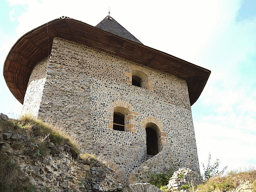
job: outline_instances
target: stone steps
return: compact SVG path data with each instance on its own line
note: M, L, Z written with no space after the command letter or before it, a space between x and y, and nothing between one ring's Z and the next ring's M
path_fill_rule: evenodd
M136 183L129 185L131 192L161 192L163 191L150 183Z
M153 157L154 155L148 155L147 154L146 157L146 161L147 161L149 159L151 159L152 157Z

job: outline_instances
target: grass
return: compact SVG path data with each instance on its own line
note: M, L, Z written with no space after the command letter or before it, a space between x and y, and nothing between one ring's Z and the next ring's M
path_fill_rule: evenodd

Directive –
Output every line of the items above as a numbered list, skipping blank lines and leaving out the pictures.

Response for this exercise –
1. job: outline_instances
2. target: stone steps
3. return: compact SVG path data with each instance on its own line
4. note: M, L, Z written with no space after the command letter or before it, a space between x and y, and nothing between one ring's Z and the next ring's M
5. path_fill_rule: evenodd
6. M136 183L129 185L131 192L161 192L163 191L150 183Z
7. M153 157L154 155L148 155L147 154L146 157L146 161L147 161L149 159L151 159L152 157Z
8. job: outline_instances
9. target: grass
10. return: compact SVG path data with each instance on its own line
11. note: M, L, Z written with no space after the command letter or before it, a space between x and y, and nothing between one ring's Z and the next ring's M
12. path_fill_rule: evenodd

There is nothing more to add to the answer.